## [WORK TASK]
Continue the forum thread about the 1924 U.S. presidential election, picking up after its final post.

The Republicans have to do more than nominate a non-entity with a mistress and some crooked friends to screw this up. Really you need to have the Great Depression happen eight years early. Or the Republicans go to against their campaign platform, join the League of Nations, and get the United States involved in another war, say in the Middle East, and even they they would probably get through at least 1924 OK.
 
The best chance for the Democrats in 1924 would be a McAdoo who had not made the mistake of working for the oil companies and thus making himself, rather than the Republicans, the chief political victim of Teapot Dome. (It might also have helped if he had at least been mildly critical of the Klan: pro-Klan delegates would still prefer him to the "wet" Underwood, let alone to Smith.) McAdoo was supported by the railway brotherhoods, which remembered his pro-labor record running the railroads during the War and in OTL were among the leading supporters of La Follette after Davis was nominated. Without the support of the railway brotherhoods and labor in general, it is conceivable that La Follette would withdraw (in OTL his candidacy seems to have hurt Davis more than Coolidge). In a two way race between this alt-McAdoo and Coolidge--or even a Harding who lived and was somewhat, though not too badly tarnished with scandals--the Republicans would still be the favorites, but it would be much closer than in OTL. (The chief handicap of the Democrats, apart from their own divisions, was the return of prosperity after the depression of the early 1920's. In particular, "After three very bad years, farm prices in August 1924 hit their highest peak in forty-seven months..." Paolo Coletta, William Jennings Bryan: Political Puritan 1915-1925, p. 194. This of course also hurt La Follette.)
 
You’re right, thank you, I obviously got my mistresses mixed up.

It could happen that she ceases being paid. The question of course, is how?

From what I gather, it was the Party, not Harding personally that was paying her off. Maybe someone in party leadership gets into a pissing match with Harding and the payments mysteriously cease being sent?

If this admittedly rather unlikely series of events occurs and it breaks out to the public sometime in say, October of 24, is it enough to shatter him?

If it’s ridiculouslt unlikely that it would occur I’ll just go down the other route of having him in charge another four years, that’s not the most important part of what I have planned anyways luckily. Still early stages so it won’t ruin my writing.

## [PROVIDED MATERIAL]
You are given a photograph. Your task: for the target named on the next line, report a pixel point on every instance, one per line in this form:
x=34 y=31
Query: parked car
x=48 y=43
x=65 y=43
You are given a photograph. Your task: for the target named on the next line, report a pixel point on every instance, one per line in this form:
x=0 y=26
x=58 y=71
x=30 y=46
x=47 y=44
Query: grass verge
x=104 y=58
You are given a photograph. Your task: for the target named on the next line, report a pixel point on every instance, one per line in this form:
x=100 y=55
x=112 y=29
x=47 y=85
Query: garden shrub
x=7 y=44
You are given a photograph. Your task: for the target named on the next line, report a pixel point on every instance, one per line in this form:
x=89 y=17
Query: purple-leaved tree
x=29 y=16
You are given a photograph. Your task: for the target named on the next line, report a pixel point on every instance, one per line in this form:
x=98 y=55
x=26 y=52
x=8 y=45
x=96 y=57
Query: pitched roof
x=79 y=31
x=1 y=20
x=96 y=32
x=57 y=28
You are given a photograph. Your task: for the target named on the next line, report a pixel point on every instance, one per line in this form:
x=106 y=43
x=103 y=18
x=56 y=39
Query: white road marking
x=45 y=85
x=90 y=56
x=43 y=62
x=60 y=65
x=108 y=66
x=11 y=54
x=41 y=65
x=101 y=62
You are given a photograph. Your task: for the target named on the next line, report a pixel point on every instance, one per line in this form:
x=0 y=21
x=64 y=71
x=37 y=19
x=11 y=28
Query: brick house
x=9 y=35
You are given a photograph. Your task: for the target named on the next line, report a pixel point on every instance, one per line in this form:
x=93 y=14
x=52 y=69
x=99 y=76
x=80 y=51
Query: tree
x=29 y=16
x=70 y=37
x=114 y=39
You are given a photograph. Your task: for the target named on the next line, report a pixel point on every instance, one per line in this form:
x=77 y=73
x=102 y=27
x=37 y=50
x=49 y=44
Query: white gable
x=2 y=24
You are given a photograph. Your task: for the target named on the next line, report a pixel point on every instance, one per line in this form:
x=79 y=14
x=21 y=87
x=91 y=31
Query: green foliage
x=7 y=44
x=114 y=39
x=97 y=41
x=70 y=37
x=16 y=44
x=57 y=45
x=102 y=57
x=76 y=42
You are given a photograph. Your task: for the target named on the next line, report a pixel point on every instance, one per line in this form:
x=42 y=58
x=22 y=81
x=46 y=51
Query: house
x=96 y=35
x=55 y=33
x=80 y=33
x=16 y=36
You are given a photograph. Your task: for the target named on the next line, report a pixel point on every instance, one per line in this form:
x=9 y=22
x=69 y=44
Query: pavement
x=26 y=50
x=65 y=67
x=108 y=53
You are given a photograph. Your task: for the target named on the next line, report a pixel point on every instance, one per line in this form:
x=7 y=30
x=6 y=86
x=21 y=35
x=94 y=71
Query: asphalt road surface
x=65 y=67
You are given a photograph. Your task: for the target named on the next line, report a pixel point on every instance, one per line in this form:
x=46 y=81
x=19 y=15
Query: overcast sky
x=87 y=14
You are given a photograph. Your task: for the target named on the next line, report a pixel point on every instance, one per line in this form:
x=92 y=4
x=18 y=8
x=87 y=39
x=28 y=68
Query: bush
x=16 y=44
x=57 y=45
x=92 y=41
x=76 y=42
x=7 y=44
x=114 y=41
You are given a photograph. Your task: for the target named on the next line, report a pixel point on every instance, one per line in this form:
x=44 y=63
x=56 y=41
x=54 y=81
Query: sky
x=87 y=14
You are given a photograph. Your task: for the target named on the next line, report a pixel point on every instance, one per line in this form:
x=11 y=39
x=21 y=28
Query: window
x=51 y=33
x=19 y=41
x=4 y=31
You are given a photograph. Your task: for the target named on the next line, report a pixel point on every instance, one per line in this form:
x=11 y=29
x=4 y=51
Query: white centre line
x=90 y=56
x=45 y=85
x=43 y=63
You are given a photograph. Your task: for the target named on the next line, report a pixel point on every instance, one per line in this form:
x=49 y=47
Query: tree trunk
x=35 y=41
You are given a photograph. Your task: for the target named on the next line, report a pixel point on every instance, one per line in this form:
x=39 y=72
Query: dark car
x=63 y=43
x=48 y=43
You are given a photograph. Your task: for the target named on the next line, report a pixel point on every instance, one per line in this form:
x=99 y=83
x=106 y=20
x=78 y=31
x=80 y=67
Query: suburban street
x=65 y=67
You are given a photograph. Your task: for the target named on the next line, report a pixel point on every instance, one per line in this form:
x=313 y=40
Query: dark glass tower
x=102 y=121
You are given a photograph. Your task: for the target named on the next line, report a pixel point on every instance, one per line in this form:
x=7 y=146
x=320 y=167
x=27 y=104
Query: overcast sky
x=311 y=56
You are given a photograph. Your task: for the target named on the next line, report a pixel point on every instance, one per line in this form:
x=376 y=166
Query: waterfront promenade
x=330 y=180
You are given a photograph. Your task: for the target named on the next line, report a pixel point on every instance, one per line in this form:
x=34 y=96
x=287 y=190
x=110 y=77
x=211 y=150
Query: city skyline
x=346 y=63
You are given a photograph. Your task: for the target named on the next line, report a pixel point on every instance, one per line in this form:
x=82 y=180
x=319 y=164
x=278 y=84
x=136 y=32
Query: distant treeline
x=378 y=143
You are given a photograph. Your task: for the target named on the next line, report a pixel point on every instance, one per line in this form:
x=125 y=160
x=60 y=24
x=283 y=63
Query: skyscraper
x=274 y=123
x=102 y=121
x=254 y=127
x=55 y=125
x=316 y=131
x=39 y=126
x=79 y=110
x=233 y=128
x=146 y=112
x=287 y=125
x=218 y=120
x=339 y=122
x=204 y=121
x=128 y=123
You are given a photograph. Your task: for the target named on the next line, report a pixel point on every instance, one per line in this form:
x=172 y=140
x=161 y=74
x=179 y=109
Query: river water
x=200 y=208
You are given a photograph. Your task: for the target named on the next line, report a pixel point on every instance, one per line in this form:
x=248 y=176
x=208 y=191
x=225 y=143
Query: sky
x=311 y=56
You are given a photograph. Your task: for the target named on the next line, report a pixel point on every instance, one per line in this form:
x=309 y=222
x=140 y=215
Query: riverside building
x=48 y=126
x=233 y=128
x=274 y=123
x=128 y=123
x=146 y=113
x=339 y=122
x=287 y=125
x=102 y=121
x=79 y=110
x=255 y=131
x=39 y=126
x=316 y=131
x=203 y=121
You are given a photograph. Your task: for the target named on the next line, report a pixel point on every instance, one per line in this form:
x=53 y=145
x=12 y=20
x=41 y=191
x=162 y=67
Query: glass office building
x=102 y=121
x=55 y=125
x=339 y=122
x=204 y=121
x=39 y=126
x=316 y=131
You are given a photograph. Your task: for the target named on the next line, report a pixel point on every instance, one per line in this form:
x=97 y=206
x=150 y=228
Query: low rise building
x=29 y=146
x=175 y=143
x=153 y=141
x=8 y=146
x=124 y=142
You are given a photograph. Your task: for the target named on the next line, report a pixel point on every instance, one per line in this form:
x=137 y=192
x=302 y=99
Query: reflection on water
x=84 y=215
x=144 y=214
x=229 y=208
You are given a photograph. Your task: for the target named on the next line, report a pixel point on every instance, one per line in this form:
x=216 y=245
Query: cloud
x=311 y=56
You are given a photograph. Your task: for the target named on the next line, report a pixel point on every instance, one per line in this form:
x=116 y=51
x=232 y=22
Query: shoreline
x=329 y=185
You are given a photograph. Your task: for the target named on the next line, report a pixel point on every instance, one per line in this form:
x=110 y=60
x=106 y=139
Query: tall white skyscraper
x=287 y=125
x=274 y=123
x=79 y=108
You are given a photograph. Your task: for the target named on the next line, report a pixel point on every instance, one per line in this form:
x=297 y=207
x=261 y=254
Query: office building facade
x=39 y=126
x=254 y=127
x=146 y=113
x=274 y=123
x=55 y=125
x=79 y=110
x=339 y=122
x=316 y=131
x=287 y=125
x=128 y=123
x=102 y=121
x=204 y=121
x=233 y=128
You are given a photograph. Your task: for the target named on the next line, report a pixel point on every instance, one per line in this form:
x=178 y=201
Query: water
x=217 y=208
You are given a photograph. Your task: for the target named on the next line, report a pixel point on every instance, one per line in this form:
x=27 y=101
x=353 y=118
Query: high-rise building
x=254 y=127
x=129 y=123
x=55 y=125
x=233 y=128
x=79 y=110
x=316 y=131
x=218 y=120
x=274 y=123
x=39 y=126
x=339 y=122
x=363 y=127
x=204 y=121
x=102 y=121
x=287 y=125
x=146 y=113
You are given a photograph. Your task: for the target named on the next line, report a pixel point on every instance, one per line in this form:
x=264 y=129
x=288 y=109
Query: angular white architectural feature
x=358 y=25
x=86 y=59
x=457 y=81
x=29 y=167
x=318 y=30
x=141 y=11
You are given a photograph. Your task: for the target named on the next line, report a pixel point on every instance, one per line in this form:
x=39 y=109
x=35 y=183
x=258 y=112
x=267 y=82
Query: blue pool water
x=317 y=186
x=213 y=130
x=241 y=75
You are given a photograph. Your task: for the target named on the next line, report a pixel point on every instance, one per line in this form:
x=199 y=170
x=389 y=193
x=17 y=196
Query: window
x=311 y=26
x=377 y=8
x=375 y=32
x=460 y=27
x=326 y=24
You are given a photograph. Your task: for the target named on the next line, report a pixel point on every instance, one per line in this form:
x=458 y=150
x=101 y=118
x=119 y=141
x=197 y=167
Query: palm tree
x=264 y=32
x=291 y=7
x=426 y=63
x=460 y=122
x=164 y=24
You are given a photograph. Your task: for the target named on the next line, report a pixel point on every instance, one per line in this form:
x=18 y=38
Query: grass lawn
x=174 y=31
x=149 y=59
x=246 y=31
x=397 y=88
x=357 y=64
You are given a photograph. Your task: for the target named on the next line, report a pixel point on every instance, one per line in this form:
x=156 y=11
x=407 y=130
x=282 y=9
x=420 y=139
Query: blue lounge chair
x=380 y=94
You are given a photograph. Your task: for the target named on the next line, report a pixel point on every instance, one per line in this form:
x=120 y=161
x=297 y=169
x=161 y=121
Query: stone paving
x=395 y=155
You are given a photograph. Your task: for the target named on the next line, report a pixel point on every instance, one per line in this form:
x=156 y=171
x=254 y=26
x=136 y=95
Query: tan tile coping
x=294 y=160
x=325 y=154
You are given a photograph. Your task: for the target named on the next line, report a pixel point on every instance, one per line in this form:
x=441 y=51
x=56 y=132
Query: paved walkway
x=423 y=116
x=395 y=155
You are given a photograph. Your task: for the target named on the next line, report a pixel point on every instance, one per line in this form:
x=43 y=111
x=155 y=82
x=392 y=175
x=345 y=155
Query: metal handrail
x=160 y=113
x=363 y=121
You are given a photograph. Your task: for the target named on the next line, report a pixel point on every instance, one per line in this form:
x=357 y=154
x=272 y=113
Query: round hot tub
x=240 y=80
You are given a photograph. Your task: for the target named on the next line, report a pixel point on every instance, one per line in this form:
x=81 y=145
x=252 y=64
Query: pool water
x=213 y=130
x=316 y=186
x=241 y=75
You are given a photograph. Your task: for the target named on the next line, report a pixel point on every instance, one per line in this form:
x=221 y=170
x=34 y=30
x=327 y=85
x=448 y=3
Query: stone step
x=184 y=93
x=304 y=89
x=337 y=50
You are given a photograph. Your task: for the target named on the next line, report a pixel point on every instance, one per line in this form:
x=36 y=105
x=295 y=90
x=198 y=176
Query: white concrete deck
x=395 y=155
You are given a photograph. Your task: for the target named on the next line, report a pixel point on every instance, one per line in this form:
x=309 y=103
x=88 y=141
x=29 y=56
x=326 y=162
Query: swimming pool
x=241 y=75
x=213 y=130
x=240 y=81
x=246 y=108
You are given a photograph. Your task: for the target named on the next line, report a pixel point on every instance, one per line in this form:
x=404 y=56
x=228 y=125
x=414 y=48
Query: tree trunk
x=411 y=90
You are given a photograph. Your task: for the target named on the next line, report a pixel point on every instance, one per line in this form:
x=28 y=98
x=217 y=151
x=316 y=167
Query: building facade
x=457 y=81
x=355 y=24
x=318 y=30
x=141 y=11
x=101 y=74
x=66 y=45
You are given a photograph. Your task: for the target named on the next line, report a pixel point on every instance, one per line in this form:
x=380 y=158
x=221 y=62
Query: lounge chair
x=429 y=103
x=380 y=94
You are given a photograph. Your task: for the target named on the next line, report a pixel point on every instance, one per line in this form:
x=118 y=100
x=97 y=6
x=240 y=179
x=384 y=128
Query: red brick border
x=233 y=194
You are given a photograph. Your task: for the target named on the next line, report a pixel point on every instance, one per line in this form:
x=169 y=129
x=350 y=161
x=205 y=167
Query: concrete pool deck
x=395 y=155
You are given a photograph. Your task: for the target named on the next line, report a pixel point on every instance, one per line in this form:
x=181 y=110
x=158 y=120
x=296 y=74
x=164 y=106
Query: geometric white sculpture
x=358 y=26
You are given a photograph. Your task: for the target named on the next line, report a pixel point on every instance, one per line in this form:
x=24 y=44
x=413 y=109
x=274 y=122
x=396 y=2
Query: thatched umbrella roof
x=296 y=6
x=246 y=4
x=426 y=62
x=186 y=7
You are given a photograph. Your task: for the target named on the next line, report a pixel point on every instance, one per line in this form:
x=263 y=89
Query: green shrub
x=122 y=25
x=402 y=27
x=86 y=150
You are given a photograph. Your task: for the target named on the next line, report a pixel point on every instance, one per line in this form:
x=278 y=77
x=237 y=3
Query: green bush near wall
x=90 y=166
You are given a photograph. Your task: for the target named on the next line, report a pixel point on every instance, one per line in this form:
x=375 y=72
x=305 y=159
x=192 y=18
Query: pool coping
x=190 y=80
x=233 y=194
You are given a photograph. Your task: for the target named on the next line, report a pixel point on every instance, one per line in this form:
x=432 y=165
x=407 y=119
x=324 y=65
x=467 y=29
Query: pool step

## [OUTPUT BELOW]
If the Party was paying her off, and Harding was aware of it, then he was also part of covering it up. (How eerily familiar.). Depending on how much he was aware of many of the alleged scandals, and how much he may have been part of any cover ups, I can see a House impeachment, Senate trial, and removal from office.
 
After reading this feedback I think I’ve got a decent idea of how it could plausibly turn out: Harding gets a second term it’s just not quite the smashing victory of OTL Coolidge. He’s still able to take it fairly handily because yeah, with a little research it’s clear that that Davis fellow doesn’t really have much of a chance of a victory, at least in 24. and I’ve pretty much scrapped my original scenario with NY et al

What happens after the election though... we’ll have to see about that
 
After reading this feedback I think I’ve got a decent idea of how it could plausibly turn out: Harding gets a second term it’s just not quite the smashing victory of OTL Coolidge. He’s still able to take it fairly handily because yeah, with a little research it’s clear that that Davis fellow doesn’t really have much of a chance of a victory, at least in 24. and I’ve pretty much scrapped my original scenario with NY et al

What happens after the election though... we’ll have to see about that
Like in more modern times, Richard Nixon won a landslide re-election in 1972, and it all came crashing down by 1974. And many of the cover ups were due to scandalous activities that occurred before or during that re-election campaign. Might not the same happen to Harding? After-all many of the scandalous activities were occurring in what would be "first term."